* **EXERCISE DESCRIPTION**:
Pull out every line of the items that contains the word "blue", matching case exactly.
==== PROVIDED RECORDS
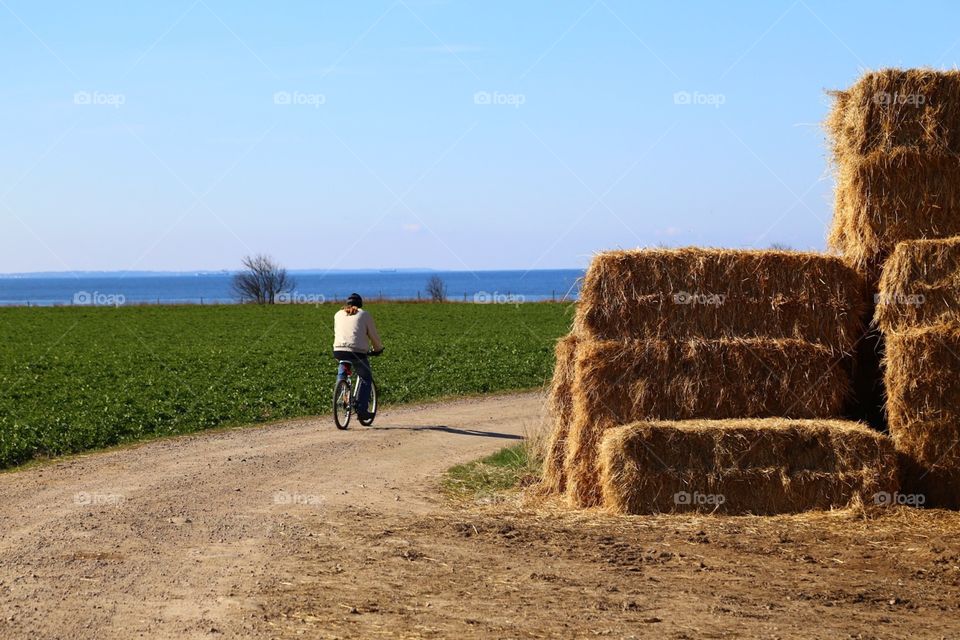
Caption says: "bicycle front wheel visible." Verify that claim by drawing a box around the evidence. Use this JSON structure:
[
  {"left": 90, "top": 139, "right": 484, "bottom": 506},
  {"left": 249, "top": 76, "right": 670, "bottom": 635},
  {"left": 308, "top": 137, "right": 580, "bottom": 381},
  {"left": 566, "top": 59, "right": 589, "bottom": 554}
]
[{"left": 333, "top": 380, "right": 353, "bottom": 429}]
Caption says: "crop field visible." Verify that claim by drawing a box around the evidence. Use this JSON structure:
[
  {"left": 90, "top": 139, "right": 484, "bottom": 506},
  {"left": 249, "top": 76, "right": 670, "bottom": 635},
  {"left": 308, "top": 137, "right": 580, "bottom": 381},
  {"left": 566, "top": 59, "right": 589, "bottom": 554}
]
[{"left": 0, "top": 303, "right": 571, "bottom": 467}]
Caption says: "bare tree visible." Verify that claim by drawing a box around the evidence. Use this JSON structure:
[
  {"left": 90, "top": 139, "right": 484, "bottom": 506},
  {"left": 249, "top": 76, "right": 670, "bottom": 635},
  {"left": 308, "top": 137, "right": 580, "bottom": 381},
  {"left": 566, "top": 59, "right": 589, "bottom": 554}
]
[
  {"left": 232, "top": 254, "right": 297, "bottom": 304},
  {"left": 427, "top": 276, "right": 447, "bottom": 302}
]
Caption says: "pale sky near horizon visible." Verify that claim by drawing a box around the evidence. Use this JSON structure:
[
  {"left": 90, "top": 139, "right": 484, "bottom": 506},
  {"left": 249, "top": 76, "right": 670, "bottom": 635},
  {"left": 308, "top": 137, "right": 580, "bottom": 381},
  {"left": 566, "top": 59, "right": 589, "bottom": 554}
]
[{"left": 0, "top": 0, "right": 960, "bottom": 273}]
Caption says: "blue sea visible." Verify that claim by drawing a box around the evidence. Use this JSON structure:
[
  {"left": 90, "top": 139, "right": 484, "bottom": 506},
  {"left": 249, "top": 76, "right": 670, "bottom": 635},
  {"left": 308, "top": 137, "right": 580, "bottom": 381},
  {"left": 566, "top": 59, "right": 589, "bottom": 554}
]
[{"left": 0, "top": 269, "right": 583, "bottom": 306}]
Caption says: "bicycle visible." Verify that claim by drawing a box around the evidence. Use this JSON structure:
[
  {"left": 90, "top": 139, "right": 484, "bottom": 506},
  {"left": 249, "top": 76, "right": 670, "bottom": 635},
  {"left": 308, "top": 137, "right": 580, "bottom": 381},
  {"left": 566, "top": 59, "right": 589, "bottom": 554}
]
[{"left": 333, "top": 349, "right": 383, "bottom": 430}]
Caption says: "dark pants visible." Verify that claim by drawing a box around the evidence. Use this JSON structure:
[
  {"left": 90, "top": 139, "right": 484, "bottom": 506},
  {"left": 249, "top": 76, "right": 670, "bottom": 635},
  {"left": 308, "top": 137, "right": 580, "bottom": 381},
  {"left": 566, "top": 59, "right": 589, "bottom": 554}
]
[{"left": 333, "top": 351, "right": 373, "bottom": 419}]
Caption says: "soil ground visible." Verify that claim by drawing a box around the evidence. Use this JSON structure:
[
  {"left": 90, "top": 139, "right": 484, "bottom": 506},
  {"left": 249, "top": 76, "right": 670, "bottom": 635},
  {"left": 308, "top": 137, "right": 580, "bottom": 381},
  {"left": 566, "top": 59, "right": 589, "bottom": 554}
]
[{"left": 0, "top": 394, "right": 960, "bottom": 640}]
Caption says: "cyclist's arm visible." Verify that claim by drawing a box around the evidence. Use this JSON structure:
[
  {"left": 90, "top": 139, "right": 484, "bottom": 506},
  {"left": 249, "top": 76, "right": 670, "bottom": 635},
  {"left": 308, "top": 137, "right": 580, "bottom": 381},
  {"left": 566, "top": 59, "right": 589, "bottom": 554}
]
[{"left": 367, "top": 315, "right": 383, "bottom": 351}]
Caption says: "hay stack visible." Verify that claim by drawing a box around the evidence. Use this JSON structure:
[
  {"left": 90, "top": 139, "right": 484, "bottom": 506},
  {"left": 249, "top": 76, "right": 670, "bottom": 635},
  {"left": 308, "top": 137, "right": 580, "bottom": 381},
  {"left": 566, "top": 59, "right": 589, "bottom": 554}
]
[
  {"left": 885, "top": 323, "right": 960, "bottom": 508},
  {"left": 564, "top": 338, "right": 849, "bottom": 507},
  {"left": 875, "top": 238, "right": 960, "bottom": 333},
  {"left": 827, "top": 69, "right": 960, "bottom": 159},
  {"left": 543, "top": 333, "right": 579, "bottom": 493},
  {"left": 577, "top": 248, "right": 865, "bottom": 350},
  {"left": 600, "top": 418, "right": 898, "bottom": 514},
  {"left": 827, "top": 69, "right": 960, "bottom": 282}
]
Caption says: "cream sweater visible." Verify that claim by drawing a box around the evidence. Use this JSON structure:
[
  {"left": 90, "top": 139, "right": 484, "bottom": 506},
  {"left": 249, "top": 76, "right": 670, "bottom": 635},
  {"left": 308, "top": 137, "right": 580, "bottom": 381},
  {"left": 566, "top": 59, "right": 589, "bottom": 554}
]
[{"left": 333, "top": 309, "right": 383, "bottom": 353}]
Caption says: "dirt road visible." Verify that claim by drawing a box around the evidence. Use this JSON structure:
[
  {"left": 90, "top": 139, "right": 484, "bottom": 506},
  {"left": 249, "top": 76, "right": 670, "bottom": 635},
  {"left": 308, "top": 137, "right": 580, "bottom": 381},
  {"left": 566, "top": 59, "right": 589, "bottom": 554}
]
[{"left": 0, "top": 394, "right": 960, "bottom": 640}]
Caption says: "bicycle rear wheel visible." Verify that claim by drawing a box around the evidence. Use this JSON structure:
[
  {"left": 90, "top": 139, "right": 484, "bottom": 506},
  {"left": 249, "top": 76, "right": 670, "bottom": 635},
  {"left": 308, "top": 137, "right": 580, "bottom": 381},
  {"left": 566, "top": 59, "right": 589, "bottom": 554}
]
[
  {"left": 333, "top": 380, "right": 353, "bottom": 429},
  {"left": 357, "top": 380, "right": 377, "bottom": 427}
]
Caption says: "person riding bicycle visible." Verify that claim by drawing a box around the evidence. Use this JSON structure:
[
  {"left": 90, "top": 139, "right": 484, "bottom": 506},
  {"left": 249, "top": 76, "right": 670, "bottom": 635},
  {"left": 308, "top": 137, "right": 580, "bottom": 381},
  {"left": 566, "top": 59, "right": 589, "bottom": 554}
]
[{"left": 333, "top": 293, "right": 383, "bottom": 420}]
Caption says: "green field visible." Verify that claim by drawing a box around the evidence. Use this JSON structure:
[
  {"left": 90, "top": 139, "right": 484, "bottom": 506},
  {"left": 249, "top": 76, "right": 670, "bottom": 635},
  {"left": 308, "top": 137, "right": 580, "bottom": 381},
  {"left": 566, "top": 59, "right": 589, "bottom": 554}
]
[{"left": 0, "top": 303, "right": 571, "bottom": 467}]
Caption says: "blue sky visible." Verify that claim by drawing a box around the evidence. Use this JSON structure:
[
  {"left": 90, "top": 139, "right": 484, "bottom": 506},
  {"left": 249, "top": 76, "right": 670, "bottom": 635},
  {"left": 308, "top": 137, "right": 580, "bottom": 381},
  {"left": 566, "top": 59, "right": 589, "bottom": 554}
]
[{"left": 0, "top": 0, "right": 960, "bottom": 273}]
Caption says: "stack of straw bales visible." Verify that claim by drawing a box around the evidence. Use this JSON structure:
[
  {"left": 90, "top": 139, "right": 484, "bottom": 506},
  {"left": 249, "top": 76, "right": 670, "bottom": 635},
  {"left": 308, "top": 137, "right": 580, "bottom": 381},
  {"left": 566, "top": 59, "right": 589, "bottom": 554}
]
[
  {"left": 827, "top": 69, "right": 960, "bottom": 283},
  {"left": 544, "top": 248, "right": 882, "bottom": 512},
  {"left": 876, "top": 238, "right": 960, "bottom": 508},
  {"left": 600, "top": 418, "right": 898, "bottom": 515},
  {"left": 827, "top": 69, "right": 960, "bottom": 506}
]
========
* **SOLUTION FOR THIS EXERCISE**:
Caption says: "blue sea visible." Verify that claim by drawing a box around the evidence. Use this JSON structure:
Caption says: "blue sky visible." Verify that claim by drawing a box around the evidence. Use this JSON structure:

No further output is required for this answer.